• _ENTRIES SHOWN_
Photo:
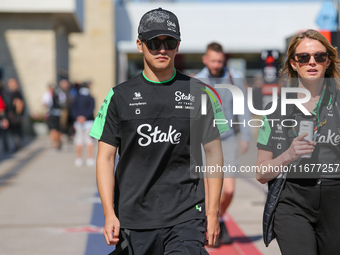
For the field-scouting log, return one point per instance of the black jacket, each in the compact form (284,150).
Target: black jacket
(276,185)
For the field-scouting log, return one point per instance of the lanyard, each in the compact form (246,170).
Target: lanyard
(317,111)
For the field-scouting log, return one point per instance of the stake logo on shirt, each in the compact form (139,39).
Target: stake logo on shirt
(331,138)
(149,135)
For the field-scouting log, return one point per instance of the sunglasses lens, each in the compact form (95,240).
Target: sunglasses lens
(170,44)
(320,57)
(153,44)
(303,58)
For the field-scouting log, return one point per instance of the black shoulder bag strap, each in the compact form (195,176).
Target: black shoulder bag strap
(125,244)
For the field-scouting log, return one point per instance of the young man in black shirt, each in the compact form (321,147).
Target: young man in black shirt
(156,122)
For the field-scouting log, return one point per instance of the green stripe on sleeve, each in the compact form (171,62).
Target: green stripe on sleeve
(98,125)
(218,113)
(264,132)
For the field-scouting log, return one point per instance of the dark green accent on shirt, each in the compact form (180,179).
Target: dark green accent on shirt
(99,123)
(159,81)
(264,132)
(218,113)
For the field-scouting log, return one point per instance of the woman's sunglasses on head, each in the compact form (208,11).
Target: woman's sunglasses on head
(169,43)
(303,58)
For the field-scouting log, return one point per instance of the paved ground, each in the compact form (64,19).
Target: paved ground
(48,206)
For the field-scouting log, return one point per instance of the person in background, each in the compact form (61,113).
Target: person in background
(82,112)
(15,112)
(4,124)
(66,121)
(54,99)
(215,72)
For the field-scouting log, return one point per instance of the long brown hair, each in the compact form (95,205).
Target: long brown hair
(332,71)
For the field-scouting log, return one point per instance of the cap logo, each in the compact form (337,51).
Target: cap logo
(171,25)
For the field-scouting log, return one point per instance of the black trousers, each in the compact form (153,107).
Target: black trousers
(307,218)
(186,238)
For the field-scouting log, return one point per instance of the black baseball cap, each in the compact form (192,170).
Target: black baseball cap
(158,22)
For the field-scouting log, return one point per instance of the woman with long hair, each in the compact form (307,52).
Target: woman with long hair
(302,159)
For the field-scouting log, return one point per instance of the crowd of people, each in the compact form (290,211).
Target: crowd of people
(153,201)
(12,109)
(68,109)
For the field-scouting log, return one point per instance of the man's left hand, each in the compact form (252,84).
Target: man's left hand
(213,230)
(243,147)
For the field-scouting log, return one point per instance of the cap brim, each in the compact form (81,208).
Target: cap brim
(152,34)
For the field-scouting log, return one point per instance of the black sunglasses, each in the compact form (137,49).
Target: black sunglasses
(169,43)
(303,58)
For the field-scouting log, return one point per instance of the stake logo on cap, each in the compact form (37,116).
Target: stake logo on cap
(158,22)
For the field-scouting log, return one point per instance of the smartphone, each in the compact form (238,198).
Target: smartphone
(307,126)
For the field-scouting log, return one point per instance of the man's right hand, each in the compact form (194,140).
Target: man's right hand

• _PROBLEM STATEMENT_
Set out every line of the items above as a Markdown table with the columns Row and Text, numbering the rows and skipping blank lines. Leave the pictures out of the table.

• _COMPLETE RESPONSE_
| Row | Text |
|---|---|
| 1 | Photo: |
| 2 | For the field-scouting log, return one point per instance of the black jacket, each in the compact form (284,150). |
| 3 | Target: black jacket |
| 4 | (276,185) |
| 5 | For the field-scouting log, return one point per instance of the lanyard, each in the compact form (246,170). |
| 6 | Target: lanyard |
| 7 | (317,111) |
| 8 | For the field-scouting log, return one point per instance of the stake logo on shirt, each in the compact form (139,39). |
| 9 | Target: stake logo on shirt |
| 10 | (331,138) |
| 11 | (149,135) |
| 12 | For the field-scouting log, return one point per instance of the sunglasses lens, each in the compact form (95,240). |
| 13 | Target: sunglasses lens |
| 14 | (170,44) |
| 15 | (320,57) |
| 16 | (153,44) |
| 17 | (303,58) |
| 18 | For the field-scouting log, return one point per instance of the black shoulder bag strap, each in the compact form (195,176). |
| 19 | Target: black shoulder bag strap |
| 20 | (125,244) |
| 21 | For the field-scouting log, return one point per instance of the young man in black shirt, each in the compact form (321,147). |
| 22 | Target: young man in black shirt |
| 23 | (156,122) |
| 24 | For the field-scouting log, return one point per instance of the green stripe on sleeve, each in the compact form (171,62). |
| 25 | Target: green stripe on sleeve |
| 26 | (98,125) |
| 27 | (218,113) |
| 28 | (264,132) |
| 29 | For the field-scouting log, return one point per instance of the dark green accent on shirt, each in the compact form (180,179). |
| 30 | Target: dark green accent on shirt |
| 31 | (99,123) |
| 32 | (159,81) |
| 33 | (264,132) |
| 34 | (218,113) |
| 35 | For the field-scouting log, return one point per instance of the woman's sunglasses on head, each in the compact form (208,11). |
| 36 | Target: woman's sunglasses on head |
| 37 | (169,43) |
| 38 | (303,58) |
| 39 | For the field-scouting log, return one point per instance of the paved ground, each in the compact form (64,19). |
| 40 | Target: paved ground |
| 41 | (48,206) |
| 42 | For the field-scouting log, return one point per instance of the person in background, each in the compact form (61,113). |
| 43 | Target: person in background |
| 44 | (82,112) |
| 45 | (15,112) |
| 46 | (4,124) |
| 47 | (66,121) |
| 48 | (54,99) |
| 49 | (215,72) |
| 50 | For the field-scouting log, return one point per instance of the long brown hair, each in the compact form (95,205). |
| 51 | Target: long brown hair |
| 52 | (332,71) |
| 53 | For the field-scouting log, return one point per instance of the cap logo, each in the compact form (337,51). |
| 54 | Target: cap logo |
| 55 | (171,25) |
| 56 | For the field-scouting log, return one point per instance of the black trousers, each in the compact form (153,107). |
| 57 | Target: black trousers |
| 58 | (307,218) |
| 59 | (186,238) |
| 60 | For the field-scouting log, return one point per instance of the black baseball cap, each in the compact form (192,170). |
| 61 | Target: black baseball cap |
| 62 | (158,22) |
| 63 | For the field-scouting log, return one point per instance of the woman with long hair, each in the compact form (307,52). |
| 64 | Target: woman with long hair |
| 65 | (302,159) |
| 66 | For the field-scouting log, return one point per instance of the crowd of people, each in the compact form (290,211). |
| 67 | Target: crowd of people |
| 68 | (153,201) |
| 69 | (12,109) |
| 70 | (68,109) |
| 71 | For the field-scouting log, return one point per instance of the man's left hand, each in the compact form (252,84). |
| 72 | Target: man's left hand |
| 73 | (213,230) |
| 74 | (243,147) |
| 75 | For the field-scouting log, return one point per instance of the cap brim, each in the compact form (81,208). |
| 76 | Target: cap brim |
| 77 | (152,34) |
| 78 | For the field-scouting log, return one point per instance of the black sunglasses, each in the compact form (137,49). |
| 79 | Target: black sunglasses |
| 80 | (169,43) |
| 81 | (303,58) |
| 82 | For the field-scouting log, return one point per instance of the stake logo on cap, each in the compact form (37,116). |
| 83 | Target: stake logo on cap |
| 84 | (158,22) |
| 85 | For the field-scouting log, return one point per instance of the smartphone, each in the compact form (238,198). |
| 86 | Target: smartphone |
| 87 | (307,126) |
| 88 | For the field-scouting log, return one point per instance of the man's right hand, each in the compact form (194,140). |
| 89 | Target: man's right hand |